Rows from an object pointing dataset:
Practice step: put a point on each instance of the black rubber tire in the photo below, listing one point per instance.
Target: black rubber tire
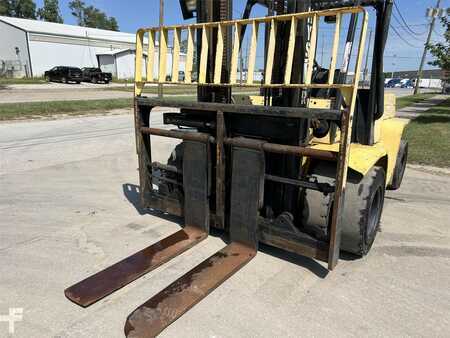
(364, 200)
(400, 166)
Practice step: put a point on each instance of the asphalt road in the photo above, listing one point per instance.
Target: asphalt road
(86, 91)
(59, 92)
(68, 207)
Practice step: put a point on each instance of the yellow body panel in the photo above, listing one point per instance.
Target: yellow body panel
(363, 158)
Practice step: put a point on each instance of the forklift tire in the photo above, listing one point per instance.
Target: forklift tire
(400, 166)
(364, 199)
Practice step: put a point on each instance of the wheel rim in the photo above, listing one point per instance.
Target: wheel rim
(374, 213)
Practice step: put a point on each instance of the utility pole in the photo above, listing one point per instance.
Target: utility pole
(422, 62)
(161, 23)
(323, 43)
(366, 68)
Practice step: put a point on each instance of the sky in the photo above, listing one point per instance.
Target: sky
(402, 53)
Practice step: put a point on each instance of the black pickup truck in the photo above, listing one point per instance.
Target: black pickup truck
(95, 75)
(64, 74)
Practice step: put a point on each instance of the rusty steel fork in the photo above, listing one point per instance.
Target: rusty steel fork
(152, 317)
(103, 283)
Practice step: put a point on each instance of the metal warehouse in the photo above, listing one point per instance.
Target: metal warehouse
(30, 47)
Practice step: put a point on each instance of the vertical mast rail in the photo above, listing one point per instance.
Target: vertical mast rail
(344, 147)
(312, 50)
(271, 52)
(176, 54)
(219, 56)
(334, 50)
(235, 53)
(204, 55)
(189, 55)
(163, 33)
(290, 52)
(252, 54)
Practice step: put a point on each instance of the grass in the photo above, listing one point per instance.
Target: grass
(406, 101)
(10, 111)
(428, 136)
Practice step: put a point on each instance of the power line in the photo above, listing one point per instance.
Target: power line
(405, 28)
(402, 38)
(404, 21)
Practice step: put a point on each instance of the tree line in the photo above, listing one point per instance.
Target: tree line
(86, 16)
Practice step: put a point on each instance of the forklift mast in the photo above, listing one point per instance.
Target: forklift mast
(274, 172)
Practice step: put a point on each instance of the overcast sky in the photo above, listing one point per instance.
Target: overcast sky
(402, 53)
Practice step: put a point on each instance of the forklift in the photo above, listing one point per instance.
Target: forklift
(301, 165)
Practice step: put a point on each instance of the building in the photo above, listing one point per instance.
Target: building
(30, 47)
(121, 62)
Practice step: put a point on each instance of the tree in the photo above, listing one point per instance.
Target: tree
(5, 8)
(89, 16)
(18, 8)
(77, 8)
(50, 12)
(441, 50)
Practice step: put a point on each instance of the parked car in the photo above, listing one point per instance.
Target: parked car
(407, 84)
(393, 83)
(64, 74)
(95, 75)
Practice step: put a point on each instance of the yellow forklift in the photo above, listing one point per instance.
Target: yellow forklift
(302, 165)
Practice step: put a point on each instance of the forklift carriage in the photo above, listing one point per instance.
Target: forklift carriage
(302, 167)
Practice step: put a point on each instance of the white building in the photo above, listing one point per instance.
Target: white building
(30, 47)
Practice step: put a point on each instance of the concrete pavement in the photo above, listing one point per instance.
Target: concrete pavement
(68, 207)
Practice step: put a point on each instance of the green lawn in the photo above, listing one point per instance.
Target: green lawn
(9, 111)
(406, 101)
(429, 137)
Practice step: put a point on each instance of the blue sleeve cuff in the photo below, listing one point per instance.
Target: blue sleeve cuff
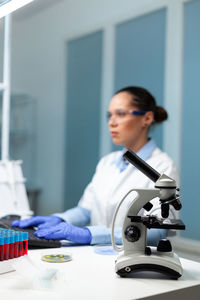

WHAT IS BEING ASKED:
Present every line of the records above as a Markdown table with two columns, Row and Line, numbering the rows and omitting blank lines. Leave the pictures out of the table.

EXERCISE RESULT:
| Row | Line |
|---|---|
| 1 | Practice step: put a point on each instance of the black rubber tire in the photo below, listing one point per instance. |
| 2 | Target: black rubber tire |
| 3 | (364, 200) |
| 4 | (400, 166) |
| 5 | Practice step: put a point on each instance of the asphalt road in the photo above, listing one point per instance. |
| 6 | Target: asphalt road |
| 7 | (86, 91) |
| 8 | (59, 92) |
| 9 | (68, 207) |
| 10 | Practice step: put a point on each instance of the yellow body panel in the photo above, listing one point per instance. |
| 11 | Target: yellow body panel |
| 12 | (363, 158) |
| 13 | Practice step: put a point on each instance of the forklift tire in the photo above, listing one point per instance. |
| 14 | Target: forklift tire |
| 15 | (400, 166) |
| 16 | (364, 199) |
| 17 | Practice step: put a point on each instance of the wheel rim in the photo above, listing one point per instance. |
| 18 | Target: wheel rim |
| 19 | (374, 213) |
| 20 | Practice step: put a point on each instance of the utility pole in the photo above, listing one point per instance. |
| 21 | Target: utility pole |
| 22 | (422, 62) |
| 23 | (161, 23) |
| 24 | (323, 43) |
| 25 | (366, 68) |
| 26 | Practice step: put a point on each instance of the sky in the photo above, listing one point per instance. |
| 27 | Target: sky |
| 28 | (402, 53) |
| 29 | Practice step: put a point on each instance of the black pickup truck in the photo above, listing one point per instance. |
| 30 | Target: black pickup truck |
| 31 | (95, 75) |
| 32 | (64, 74) |
| 33 | Practice step: put a point on each instance of the rusty steel fork in the photo above, listing one point per instance. |
| 34 | Target: rusty steel fork |
| 35 | (152, 317) |
| 36 | (103, 283) |
| 37 | Practice step: put a point on each instance of the metal warehouse in the photo above, listing one point per instance. |
| 38 | Target: metal warehouse |
| 39 | (30, 47) |
| 40 | Practice step: put a point on each instance of the vertical mast rail in the photo above, listing one point per instance. |
| 41 | Target: vertical mast rail |
| 42 | (344, 147) |
| 43 | (312, 50) |
| 44 | (271, 52) |
| 45 | (176, 54) |
| 46 | (219, 56) |
| 47 | (334, 50) |
| 48 | (235, 53) |
| 49 | (204, 55) |
| 50 | (189, 55) |
| 51 | (163, 33) |
| 52 | (290, 52) |
| 53 | (252, 54) |
| 54 | Practice step: put a point on each instance of the grass in the photo above, listing one point per instance. |
| 55 | Target: grass |
| 56 | (406, 101) |
| 57 | (10, 111) |
| 58 | (428, 136) |
| 59 | Practice step: put a point on each instance of the power line in the photo above, listing one point per instance. |
| 60 | Target: power line |
| 61 | (405, 28) |
| 62 | (402, 38) |
| 63 | (404, 21) |
| 64 | Practice step: put a point on each instance of the tree line in the photo above, listing one point per instance. |
| 65 | Target: tree line |
| 66 | (86, 16) |
| 67 | Practice step: put a point on each instance of the forklift mast in the photo above, listing one point per instance. |
| 68 | Target: forklift mast |
| 69 | (274, 172) |
| 70 | Practice step: put a point on each instance of the overcast sky in the photo above, listing one point per instance. |
| 71 | Target: overcast sky |
| 72 | (402, 53) |
| 73 | Practice step: put a point on each instance of the forklift in the photo above, listing one point per instance. |
| 74 | Target: forklift |
| 75 | (301, 165) |
| 76 | Practice step: put a point on each instance of the building in the photo above, listing one point per instance. |
| 77 | Target: building |
| 78 | (30, 47) |
| 79 | (121, 62) |
| 80 | Practice step: put a point on each instance of the tree in the photo above, listing one point per instance. |
| 81 | Target: tree |
| 82 | (5, 8) |
| 83 | (89, 16) |
| 84 | (18, 8) |
| 85 | (77, 8) |
| 86 | (50, 12) |
| 87 | (441, 50) |
| 88 | Practice step: put a point on each instance of the parked car in the photo above, listing one point per instance. |
| 89 | Target: parked car |
| 90 | (407, 84) |
| 91 | (393, 83) |
| 92 | (64, 74) |
| 93 | (95, 75) |
| 94 | Practice step: put a point on each instance of the yellow forklift in the photo above, listing one point per instance. |
| 95 | Target: yellow forklift |
| 96 | (302, 165) |
| 97 | Practice step: put a point on each instance of the forklift carriage in the photo above, listing one point per instance. |
| 98 | Target: forklift carriage |
| 99 | (302, 167) |
| 100 | Practice step: put a point on each instance of the white building in the photo above, listing one point per instance. |
| 101 | Target: white building |
| 102 | (30, 47) |
| 103 | Practice step: put a point on each instance of the concrete pavement in the photo above, listing one point per instance. |
| 104 | Target: concrete pavement |
| 105 | (68, 207) |
| 106 | Practice step: put a point on each instance of the green lawn in the photo above, listing one point per instance. |
| 107 | Target: green lawn |
| 108 | (9, 111) |
| 109 | (406, 101) |
| 110 | (429, 137) |
| 111 | Practice step: put a point on each instance of the blue sleeve cuff in the photo below, listing one point per instance. |
| 112 | Target: blue sleeve cuff |